**Problem to solve:** Which lines in the data contain the word "front"? Please copy each of them.

**Recorded information:**
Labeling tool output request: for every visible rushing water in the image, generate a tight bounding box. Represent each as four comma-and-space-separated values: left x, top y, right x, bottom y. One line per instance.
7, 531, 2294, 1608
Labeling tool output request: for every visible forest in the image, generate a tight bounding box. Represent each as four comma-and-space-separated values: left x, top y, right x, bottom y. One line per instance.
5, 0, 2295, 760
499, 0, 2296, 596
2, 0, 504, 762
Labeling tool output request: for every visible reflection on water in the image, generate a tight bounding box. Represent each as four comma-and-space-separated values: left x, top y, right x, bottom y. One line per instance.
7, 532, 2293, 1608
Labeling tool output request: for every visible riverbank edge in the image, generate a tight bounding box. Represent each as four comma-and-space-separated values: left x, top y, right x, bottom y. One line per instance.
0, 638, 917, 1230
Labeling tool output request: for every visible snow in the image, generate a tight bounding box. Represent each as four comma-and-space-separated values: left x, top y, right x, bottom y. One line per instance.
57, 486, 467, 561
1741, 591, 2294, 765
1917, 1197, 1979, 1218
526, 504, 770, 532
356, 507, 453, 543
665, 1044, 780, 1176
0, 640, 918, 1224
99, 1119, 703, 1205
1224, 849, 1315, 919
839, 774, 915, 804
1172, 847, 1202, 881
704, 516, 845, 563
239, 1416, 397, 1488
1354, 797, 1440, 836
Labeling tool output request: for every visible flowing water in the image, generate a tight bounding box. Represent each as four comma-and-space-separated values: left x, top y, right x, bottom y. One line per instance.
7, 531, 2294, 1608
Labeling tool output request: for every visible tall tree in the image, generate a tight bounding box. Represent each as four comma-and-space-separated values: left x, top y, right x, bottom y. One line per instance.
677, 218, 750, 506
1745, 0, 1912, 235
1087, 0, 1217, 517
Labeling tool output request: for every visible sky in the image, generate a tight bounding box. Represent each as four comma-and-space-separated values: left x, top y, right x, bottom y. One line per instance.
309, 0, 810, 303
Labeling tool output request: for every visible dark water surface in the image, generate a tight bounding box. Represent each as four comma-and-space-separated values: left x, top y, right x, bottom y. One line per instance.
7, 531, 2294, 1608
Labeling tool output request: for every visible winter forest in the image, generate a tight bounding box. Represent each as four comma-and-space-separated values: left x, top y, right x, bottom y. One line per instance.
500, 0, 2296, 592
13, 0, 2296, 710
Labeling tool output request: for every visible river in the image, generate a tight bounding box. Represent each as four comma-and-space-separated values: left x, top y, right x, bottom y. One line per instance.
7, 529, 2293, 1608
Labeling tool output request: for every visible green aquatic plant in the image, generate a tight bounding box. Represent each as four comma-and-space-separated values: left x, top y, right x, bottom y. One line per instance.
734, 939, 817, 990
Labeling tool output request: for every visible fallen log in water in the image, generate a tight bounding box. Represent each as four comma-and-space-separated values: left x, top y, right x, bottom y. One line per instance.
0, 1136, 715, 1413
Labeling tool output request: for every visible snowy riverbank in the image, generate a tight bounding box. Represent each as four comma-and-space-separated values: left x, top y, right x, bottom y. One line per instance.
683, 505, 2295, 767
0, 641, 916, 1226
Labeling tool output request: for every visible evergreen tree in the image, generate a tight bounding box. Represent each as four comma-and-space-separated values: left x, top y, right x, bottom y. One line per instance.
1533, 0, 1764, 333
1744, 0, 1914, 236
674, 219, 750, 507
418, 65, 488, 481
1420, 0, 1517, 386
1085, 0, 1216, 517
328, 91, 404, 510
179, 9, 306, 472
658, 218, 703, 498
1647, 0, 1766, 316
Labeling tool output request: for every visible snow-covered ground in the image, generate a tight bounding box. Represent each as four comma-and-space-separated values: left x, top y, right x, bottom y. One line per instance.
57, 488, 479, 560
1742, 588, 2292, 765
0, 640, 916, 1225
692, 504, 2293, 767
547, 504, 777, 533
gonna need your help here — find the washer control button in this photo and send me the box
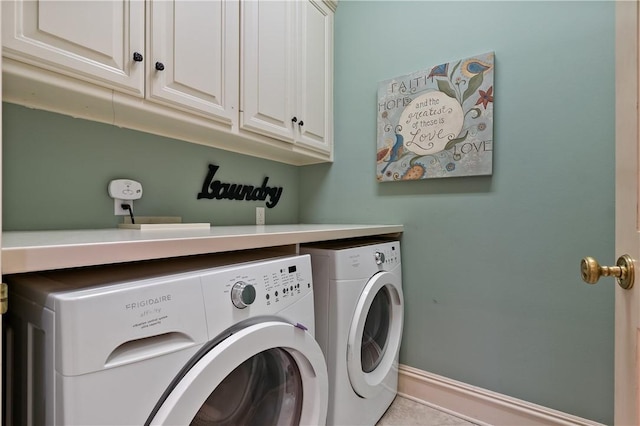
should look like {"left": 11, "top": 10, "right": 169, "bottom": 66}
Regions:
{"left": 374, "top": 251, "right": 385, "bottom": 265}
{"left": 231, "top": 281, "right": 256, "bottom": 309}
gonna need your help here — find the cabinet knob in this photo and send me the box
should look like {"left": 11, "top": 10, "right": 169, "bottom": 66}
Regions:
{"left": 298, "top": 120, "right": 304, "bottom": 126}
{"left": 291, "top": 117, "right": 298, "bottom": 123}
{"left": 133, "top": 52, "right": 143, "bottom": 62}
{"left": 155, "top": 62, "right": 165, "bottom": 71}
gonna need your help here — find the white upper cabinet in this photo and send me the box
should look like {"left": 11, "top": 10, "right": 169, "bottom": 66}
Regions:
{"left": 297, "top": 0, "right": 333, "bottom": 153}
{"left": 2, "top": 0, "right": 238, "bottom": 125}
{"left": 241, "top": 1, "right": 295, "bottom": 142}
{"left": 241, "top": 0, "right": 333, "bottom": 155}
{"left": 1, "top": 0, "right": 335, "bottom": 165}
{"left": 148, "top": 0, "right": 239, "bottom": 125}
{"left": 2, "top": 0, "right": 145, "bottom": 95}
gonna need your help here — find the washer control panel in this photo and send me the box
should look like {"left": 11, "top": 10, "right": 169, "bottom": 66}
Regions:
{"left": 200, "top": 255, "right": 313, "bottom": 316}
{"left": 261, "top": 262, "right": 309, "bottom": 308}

...

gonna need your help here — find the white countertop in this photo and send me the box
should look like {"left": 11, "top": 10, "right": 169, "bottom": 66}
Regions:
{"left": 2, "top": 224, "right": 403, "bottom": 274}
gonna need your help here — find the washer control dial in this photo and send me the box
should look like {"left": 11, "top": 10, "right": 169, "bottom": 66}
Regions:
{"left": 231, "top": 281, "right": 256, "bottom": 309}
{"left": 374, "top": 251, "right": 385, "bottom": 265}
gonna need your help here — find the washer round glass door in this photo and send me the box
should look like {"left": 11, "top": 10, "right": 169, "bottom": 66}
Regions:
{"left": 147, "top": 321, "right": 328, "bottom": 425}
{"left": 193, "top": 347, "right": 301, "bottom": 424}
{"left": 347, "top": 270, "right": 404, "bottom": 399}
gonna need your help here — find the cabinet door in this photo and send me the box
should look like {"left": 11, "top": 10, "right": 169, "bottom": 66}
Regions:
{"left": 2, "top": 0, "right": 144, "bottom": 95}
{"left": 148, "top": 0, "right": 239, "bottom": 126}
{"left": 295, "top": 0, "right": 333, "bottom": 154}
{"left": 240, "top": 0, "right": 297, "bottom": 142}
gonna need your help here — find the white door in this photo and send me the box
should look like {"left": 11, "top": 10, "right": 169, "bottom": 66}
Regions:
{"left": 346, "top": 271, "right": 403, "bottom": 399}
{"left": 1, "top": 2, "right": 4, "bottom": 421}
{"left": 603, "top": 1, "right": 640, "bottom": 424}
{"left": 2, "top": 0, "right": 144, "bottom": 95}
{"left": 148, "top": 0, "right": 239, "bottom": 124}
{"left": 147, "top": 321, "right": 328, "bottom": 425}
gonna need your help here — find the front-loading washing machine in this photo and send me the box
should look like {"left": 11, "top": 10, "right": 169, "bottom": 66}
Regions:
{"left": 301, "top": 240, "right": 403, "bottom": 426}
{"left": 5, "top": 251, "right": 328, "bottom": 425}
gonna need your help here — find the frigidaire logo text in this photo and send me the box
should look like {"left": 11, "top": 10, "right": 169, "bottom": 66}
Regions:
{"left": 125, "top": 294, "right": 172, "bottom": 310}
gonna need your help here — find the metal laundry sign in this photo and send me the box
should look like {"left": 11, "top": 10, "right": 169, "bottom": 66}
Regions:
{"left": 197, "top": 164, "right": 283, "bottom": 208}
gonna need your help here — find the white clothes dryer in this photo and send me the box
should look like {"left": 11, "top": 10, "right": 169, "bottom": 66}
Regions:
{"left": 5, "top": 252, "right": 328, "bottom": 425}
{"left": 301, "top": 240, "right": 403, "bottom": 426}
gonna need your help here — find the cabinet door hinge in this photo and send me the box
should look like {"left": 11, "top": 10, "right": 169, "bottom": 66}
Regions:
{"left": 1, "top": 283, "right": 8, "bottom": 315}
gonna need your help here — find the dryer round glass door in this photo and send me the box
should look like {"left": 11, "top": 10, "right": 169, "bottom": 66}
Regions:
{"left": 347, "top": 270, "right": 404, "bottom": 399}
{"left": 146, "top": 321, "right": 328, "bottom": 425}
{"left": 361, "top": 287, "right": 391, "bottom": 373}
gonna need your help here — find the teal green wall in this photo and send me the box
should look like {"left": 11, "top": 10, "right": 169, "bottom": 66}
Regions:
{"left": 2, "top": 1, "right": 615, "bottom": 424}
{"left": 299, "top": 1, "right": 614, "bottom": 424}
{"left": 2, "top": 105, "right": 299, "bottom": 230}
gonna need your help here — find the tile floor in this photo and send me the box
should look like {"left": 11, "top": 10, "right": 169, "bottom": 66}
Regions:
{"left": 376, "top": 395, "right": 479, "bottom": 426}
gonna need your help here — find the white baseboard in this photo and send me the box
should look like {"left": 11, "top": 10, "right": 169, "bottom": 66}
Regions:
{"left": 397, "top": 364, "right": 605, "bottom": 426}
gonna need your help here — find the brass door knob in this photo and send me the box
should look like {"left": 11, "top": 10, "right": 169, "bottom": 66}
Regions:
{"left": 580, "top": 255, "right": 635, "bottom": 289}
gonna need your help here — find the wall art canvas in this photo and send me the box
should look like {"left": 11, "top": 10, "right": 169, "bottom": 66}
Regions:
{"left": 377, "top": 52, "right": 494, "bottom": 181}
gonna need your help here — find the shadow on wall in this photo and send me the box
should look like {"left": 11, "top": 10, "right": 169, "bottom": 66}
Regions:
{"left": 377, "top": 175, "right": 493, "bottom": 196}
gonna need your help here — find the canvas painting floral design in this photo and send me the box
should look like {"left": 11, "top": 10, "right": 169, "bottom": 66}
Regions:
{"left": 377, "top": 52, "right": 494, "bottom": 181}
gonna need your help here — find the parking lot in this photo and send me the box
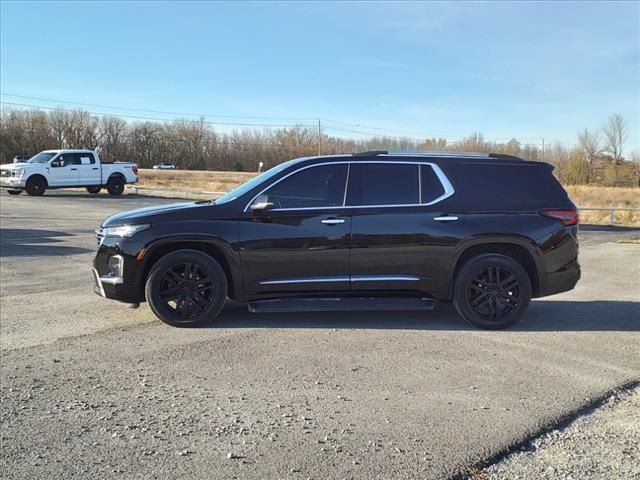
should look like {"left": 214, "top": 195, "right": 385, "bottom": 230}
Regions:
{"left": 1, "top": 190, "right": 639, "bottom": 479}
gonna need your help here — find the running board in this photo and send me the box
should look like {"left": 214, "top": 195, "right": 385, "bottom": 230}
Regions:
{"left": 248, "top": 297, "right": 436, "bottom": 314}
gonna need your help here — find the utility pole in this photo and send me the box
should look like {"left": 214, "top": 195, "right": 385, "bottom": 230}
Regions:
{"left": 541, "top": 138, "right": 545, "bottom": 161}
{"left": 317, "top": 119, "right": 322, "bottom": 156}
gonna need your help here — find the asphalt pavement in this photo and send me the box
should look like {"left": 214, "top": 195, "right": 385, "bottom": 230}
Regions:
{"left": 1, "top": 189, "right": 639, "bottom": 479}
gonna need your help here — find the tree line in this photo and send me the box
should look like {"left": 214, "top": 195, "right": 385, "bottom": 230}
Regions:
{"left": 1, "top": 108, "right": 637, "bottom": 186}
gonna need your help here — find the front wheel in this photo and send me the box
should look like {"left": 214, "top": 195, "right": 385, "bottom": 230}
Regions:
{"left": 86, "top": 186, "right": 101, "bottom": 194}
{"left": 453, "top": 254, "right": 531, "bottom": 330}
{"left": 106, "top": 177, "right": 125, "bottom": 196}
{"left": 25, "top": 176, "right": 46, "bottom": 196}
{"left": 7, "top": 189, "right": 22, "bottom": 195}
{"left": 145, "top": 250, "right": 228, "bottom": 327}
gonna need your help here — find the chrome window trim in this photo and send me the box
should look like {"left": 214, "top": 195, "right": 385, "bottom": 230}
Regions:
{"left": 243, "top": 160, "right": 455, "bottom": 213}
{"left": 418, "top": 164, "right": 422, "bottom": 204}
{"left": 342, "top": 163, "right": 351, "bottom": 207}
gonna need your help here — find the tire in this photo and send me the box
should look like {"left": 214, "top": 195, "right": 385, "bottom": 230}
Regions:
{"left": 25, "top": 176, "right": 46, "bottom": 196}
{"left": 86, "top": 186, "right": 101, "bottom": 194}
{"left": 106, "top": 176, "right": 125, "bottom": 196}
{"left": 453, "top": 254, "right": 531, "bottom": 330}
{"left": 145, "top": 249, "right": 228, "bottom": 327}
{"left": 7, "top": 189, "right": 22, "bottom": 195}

--

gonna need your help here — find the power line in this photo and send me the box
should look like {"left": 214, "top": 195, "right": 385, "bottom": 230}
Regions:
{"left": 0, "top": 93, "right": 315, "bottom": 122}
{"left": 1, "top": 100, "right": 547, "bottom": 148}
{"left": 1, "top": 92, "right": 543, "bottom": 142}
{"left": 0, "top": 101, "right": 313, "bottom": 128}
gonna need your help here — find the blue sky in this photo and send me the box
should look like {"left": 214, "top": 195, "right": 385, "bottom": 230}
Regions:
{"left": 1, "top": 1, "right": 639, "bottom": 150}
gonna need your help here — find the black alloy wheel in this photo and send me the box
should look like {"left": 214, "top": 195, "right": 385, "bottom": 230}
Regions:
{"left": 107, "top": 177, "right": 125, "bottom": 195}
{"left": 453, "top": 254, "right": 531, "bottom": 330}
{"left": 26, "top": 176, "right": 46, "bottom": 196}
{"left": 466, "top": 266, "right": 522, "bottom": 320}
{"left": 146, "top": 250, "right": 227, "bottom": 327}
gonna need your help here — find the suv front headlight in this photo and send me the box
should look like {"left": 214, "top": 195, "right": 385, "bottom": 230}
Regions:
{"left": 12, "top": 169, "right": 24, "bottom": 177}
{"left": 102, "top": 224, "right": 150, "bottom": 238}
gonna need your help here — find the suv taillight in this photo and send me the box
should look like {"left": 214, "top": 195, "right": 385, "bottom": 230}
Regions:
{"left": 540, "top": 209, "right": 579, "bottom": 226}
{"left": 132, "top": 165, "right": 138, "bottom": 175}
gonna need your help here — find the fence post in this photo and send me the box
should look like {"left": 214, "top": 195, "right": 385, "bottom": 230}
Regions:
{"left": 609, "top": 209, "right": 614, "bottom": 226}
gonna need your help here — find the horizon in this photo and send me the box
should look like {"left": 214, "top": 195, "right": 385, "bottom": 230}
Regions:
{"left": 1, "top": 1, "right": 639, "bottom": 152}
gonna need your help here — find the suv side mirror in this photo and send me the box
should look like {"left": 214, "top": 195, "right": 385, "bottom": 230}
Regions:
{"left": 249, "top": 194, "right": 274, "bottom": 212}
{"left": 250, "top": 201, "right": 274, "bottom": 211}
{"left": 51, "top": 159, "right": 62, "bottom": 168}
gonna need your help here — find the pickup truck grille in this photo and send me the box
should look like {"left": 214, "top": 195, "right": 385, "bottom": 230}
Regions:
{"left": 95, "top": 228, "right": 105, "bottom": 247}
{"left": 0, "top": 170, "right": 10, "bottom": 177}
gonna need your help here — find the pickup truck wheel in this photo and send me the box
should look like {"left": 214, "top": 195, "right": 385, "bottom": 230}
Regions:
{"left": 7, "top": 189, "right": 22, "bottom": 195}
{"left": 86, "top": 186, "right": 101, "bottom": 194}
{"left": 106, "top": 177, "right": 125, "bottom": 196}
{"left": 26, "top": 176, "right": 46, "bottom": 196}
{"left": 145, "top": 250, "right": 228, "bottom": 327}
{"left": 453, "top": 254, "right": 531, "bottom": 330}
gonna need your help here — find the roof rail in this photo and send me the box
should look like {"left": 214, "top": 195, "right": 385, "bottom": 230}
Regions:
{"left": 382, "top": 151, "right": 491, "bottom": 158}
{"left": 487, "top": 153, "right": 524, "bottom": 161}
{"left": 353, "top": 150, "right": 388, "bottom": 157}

**Answer box:**
gonna need your help here — find the front-loading washing machine in this photo and send me the box
gonna need your help here — find the front wheel in this photo and send me the box
gonna need your help here — find the suv front headlight in this photo and send me the box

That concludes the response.